PROBLEM TO SOLVE:
Could you extract every entry below and reproduce it exactly?

Object pointing dataset rows:
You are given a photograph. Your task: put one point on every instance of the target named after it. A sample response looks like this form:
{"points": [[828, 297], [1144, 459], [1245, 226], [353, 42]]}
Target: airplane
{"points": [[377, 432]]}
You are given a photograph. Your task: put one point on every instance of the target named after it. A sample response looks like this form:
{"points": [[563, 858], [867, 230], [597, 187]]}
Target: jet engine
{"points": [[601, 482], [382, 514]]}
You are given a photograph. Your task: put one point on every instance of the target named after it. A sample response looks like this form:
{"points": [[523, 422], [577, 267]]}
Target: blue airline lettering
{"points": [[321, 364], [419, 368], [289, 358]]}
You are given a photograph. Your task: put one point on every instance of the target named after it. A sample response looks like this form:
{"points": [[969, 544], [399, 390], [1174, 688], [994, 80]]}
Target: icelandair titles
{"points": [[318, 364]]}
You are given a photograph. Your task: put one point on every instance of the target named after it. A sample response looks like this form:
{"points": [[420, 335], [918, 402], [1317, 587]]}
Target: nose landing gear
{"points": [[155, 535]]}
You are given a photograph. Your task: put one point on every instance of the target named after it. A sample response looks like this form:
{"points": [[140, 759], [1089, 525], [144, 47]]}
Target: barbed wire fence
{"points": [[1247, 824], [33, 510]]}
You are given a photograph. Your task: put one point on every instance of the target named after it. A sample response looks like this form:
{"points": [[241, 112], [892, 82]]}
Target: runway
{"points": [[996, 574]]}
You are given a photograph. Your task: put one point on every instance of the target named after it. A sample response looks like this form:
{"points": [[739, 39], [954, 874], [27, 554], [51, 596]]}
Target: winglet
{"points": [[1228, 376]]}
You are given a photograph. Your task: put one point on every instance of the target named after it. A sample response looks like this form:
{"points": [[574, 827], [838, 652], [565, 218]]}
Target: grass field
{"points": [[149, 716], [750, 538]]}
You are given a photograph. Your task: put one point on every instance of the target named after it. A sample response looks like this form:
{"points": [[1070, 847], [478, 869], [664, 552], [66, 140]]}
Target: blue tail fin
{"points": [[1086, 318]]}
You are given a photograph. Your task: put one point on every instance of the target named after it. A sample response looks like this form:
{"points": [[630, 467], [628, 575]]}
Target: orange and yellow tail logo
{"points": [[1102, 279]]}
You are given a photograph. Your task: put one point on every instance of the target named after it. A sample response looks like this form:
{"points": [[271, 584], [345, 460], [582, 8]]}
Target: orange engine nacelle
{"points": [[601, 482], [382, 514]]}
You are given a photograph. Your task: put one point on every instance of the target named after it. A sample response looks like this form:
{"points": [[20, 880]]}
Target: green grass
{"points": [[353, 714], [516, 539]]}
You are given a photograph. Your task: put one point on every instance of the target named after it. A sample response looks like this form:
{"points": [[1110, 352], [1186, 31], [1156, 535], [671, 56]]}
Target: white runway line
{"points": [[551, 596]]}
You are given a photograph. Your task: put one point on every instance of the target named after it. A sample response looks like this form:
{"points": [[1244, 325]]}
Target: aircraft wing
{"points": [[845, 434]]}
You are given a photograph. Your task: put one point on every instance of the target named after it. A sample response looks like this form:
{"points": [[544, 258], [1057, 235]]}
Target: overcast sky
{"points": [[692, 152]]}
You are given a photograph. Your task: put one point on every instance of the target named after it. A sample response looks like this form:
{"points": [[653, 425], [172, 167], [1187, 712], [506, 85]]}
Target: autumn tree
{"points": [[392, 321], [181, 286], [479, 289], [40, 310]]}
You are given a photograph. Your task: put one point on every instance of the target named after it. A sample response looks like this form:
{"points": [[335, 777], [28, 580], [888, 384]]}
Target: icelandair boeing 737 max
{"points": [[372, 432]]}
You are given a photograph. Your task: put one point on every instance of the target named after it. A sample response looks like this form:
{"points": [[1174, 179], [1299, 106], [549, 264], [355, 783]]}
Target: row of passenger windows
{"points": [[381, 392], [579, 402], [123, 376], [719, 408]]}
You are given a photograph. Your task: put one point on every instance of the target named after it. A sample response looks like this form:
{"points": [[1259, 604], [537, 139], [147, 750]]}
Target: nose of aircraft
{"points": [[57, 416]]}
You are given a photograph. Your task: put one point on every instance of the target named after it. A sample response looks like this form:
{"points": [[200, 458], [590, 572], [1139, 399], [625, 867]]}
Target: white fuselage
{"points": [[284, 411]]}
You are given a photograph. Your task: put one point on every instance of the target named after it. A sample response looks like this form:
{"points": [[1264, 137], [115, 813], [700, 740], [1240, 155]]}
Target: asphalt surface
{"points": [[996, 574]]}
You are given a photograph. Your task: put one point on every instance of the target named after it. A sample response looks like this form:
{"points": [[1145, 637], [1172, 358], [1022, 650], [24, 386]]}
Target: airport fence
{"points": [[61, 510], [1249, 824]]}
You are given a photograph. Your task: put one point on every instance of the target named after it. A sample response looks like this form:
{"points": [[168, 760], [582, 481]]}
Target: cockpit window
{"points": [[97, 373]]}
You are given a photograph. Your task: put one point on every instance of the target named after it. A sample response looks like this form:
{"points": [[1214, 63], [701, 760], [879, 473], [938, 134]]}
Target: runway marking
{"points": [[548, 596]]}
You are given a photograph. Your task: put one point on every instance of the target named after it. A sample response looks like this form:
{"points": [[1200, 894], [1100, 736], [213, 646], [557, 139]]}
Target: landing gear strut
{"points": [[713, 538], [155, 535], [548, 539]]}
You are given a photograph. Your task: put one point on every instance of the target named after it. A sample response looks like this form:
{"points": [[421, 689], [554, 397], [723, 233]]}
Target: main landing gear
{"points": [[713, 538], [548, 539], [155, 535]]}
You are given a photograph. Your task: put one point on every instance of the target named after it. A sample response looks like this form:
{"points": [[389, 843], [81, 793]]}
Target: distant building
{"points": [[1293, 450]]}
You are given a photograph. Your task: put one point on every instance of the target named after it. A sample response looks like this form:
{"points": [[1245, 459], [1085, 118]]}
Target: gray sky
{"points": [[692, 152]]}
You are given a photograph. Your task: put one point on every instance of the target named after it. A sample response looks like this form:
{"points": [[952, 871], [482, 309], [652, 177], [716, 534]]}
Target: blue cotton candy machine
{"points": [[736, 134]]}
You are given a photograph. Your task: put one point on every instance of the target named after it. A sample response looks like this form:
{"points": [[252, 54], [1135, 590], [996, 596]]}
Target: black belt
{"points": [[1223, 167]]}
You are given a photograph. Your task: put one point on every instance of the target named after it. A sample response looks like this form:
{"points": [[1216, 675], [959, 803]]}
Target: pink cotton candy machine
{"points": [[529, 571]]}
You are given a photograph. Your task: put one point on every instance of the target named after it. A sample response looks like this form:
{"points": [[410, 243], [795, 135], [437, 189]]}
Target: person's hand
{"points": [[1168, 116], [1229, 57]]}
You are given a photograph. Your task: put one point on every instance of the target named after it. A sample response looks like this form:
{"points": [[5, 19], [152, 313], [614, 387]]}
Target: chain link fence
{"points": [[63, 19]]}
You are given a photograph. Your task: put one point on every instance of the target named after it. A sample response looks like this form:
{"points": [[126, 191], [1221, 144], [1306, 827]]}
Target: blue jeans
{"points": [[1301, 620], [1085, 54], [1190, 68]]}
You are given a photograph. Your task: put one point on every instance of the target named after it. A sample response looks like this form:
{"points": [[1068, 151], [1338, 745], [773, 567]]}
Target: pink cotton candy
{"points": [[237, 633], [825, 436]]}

RESULT BELOW:
You are given a photograph. Your task: put one point on every instance of the target named after it. A sample response looks like this form:
{"points": [[828, 297], [1144, 459], [1245, 226], [353, 42]]}
Target: airplane
{"points": [[377, 432]]}
You are given a photograph. Your task: put one point on every instance of the target named after it. A sample response looks like this form:
{"points": [[563, 858], [867, 230], [597, 187]]}
Target: jet engine
{"points": [[601, 482], [382, 514]]}
You are given a photograph. Your task: put one point on every instance of the target named after it. A sample response looks like this form:
{"points": [[523, 422], [577, 267]]}
Target: blue airline lettering
{"points": [[321, 364], [419, 368], [289, 358]]}
You are given a photograph. Your task: put one point on every instance of the target named after it. A sample response looks like this form:
{"points": [[969, 544], [399, 390], [1174, 688], [994, 80]]}
Target: icelandair titles
{"points": [[318, 364]]}
You are given a photograph. Your task: put one point on every instance of the target named after it. A sample response looks like this form:
{"points": [[420, 335], [918, 402], [1317, 587]]}
Target: nose landing gear
{"points": [[155, 535]]}
You are given a photograph. Your task: put one point on every instance of the target named after it. A sample response looks like this form:
{"points": [[140, 759], [1089, 525], [144, 47]]}
Target: barbed wire fence
{"points": [[1247, 824], [33, 510]]}
You are given a photograph. Your task: put one point on every instance of the target named after it. A sample response looks like this form:
{"points": [[241, 112], [892, 82]]}
Target: runway
{"points": [[996, 574]]}
You are given a photograph. Your task: put one point on every instance of the target named after it. A sample response looks like this form:
{"points": [[739, 39], [954, 874], [27, 554], [51, 596]]}
Target: winglet
{"points": [[1228, 376]]}
You are given a photograph. Your task: put one point on every instance of the target named after it. A sample response looks like this form:
{"points": [[574, 827], [838, 652], [565, 218]]}
Target: grass field
{"points": [[149, 716], [750, 538]]}
You are given a photograph. Your task: put one point on every instance of the target named after it. A sample response looks like this form:
{"points": [[1070, 847], [478, 869], [664, 552], [66, 140]]}
Target: blue tail fin
{"points": [[1086, 318]]}
You are given a photograph. Your task: put one point on every instance of the target named after it. A sample response looks like this form:
{"points": [[630, 467], [628, 575]]}
Target: orange and yellow tail logo
{"points": [[1102, 279]]}
You are given a photograph. Your task: put one point on every instance of the target named after it. A sample response looks like this form:
{"points": [[271, 584], [345, 460], [582, 8]]}
Target: orange engine nacelle
{"points": [[601, 482], [382, 514]]}
You are given a photograph. Your task: put one point on every instance of the target named after it. A sample response looks like this form:
{"points": [[20, 880]]}
Target: green grass
{"points": [[353, 714], [516, 539]]}
You are given a photograph. Your task: put one point on every instance of the target named after it. A sample response looks like this form:
{"points": [[1110, 352], [1186, 31], [1156, 535], [671, 56]]}
Target: white runway line
{"points": [[551, 596]]}
You are given a photograph. Your task: put one point on every instance of the target named after it. A sample response looks like this form:
{"points": [[1244, 325]]}
Target: aircraft wing
{"points": [[845, 434]]}
You are given a photograph. Your task: put one point on every instance of the target named after it. A sample response looks like this form:
{"points": [[544, 258], [1057, 235]]}
Target: overcast sky
{"points": [[692, 152]]}
You are given a photograph. Your task: put one point on every instance of the target named after it. A sample response looks like this form:
{"points": [[653, 425], [172, 167], [1187, 712], [506, 85]]}
Target: autumn tree
{"points": [[392, 321], [181, 286], [479, 289], [40, 310]]}
You are given a photograph. Your task: put one point on every instance of the target named after it. A sample response looks like this form:
{"points": [[335, 777], [28, 580], [888, 384]]}
Target: icelandair boeing 737 max
{"points": [[372, 432]]}
You are given a photograph. Your task: put one point on every instance of the target named after it. A sample response looks like this form:
{"points": [[1174, 179], [1299, 106], [549, 264], [355, 783]]}
Target: row of passenger windows
{"points": [[381, 392], [579, 402], [123, 376], [719, 408]]}
You are given a photograph. Your task: put one point on every instance of the target named after it. A sample response looks like this form:
{"points": [[1259, 604], [537, 139], [147, 750]]}
Target: nose of aircraft
{"points": [[57, 416]]}
You are given a photograph. Your task: put one point on every instance of the target named after it. A sample response looks like this form:
{"points": [[200, 458], [590, 572], [1139, 399], [625, 867]]}
Target: white fuselage
{"points": [[284, 411]]}
You are given a photograph. Your task: put one point on every instance of the target named after it. A sample response looks like this form:
{"points": [[1264, 137], [115, 813], [700, 740], [1240, 155]]}
Target: asphalt surface
{"points": [[996, 574]]}
You are given a photograph. Your task: put one point on every instance of the target named after it. A sample response looks like this form:
{"points": [[1145, 637], [1172, 358], [1022, 650], [24, 386]]}
Target: airport fence
{"points": [[61, 510], [1249, 824]]}
You are given a photograph. Your task: put one point on every instance of the target named after it. A sample response looks like this form:
{"points": [[168, 760], [582, 481]]}
Target: cockpit window
{"points": [[97, 373]]}
You are given a photograph. Your task: put one point on every instance of the target named after it. A sample response looks like this form:
{"points": [[1214, 63], [701, 760], [879, 473], [938, 134]]}
Target: runway marking
{"points": [[548, 596]]}
You are given a photograph. Your task: put one point on every instance of the target named after it. A sample response looks like this form:
{"points": [[1200, 894], [1100, 736], [213, 646], [557, 139]]}
Target: landing gear strut
{"points": [[713, 538], [155, 535], [548, 539]]}
You are given a photograph. Your task: put one point on every instance of the target named after it. A sample response looks like this form:
{"points": [[421, 689], [554, 397], [723, 233]]}
Target: main landing gear
{"points": [[713, 538], [548, 539], [155, 535]]}
You are given a photograph. Your task: put one point on every instance of the target named after it. A sample response looks like this form:
{"points": [[389, 843], [81, 793]]}
Target: distant building
{"points": [[1293, 450]]}
You are given a photograph. Your task: put one point on every instance of the target named after it. A sample response looks like this form:
{"points": [[1245, 459], [1085, 118]]}
Target: gray sky
{"points": [[692, 152]]}
You are given a photograph. Your task: put one point on every instance of the target named after it. A sample response looks like this form:
{"points": [[952, 871], [482, 309], [652, 177], [716, 534]]}
Target: blue cotton candy machine
{"points": [[736, 134]]}
You are given a photograph. Your task: put one point on every instance of the target named after it. A sample response looks like this form:
{"points": [[252, 54], [1135, 590], [996, 596]]}
Target: black belt
{"points": [[1223, 167]]}
You are given a photograph. Your task: put one point on every instance of the target named after it. A sample response looks like this form:
{"points": [[1216, 675], [959, 803]]}
Target: pink cotton candy machine
{"points": [[529, 571]]}
You are given a photograph. Your task: put one point on every instance of the target named after it. A sample response looks like this form:
{"points": [[410, 243], [795, 135], [437, 189]]}
Target: person's hand
{"points": [[1168, 116], [1229, 57]]}
You are given a photograph. Your task: put one point on every instance of the target named after it. A sample response looks like this form:
{"points": [[5, 19], [152, 313], [614, 387]]}
Target: chain link fence
{"points": [[63, 19]]}
You are given a photograph. Your task: put one point on every instance of the target named after it. A sample response looks like this form:
{"points": [[126, 191], [1221, 144], [1306, 827]]}
Target: blue jeans
{"points": [[1301, 620], [1085, 54], [1190, 68]]}
You are given a photograph. Your task: put one point on every instance of the target named after it. A sample response looks like this form:
{"points": [[1068, 151], [1338, 745], [773, 567]]}
Target: pink cotton candy
{"points": [[237, 633], [825, 436]]}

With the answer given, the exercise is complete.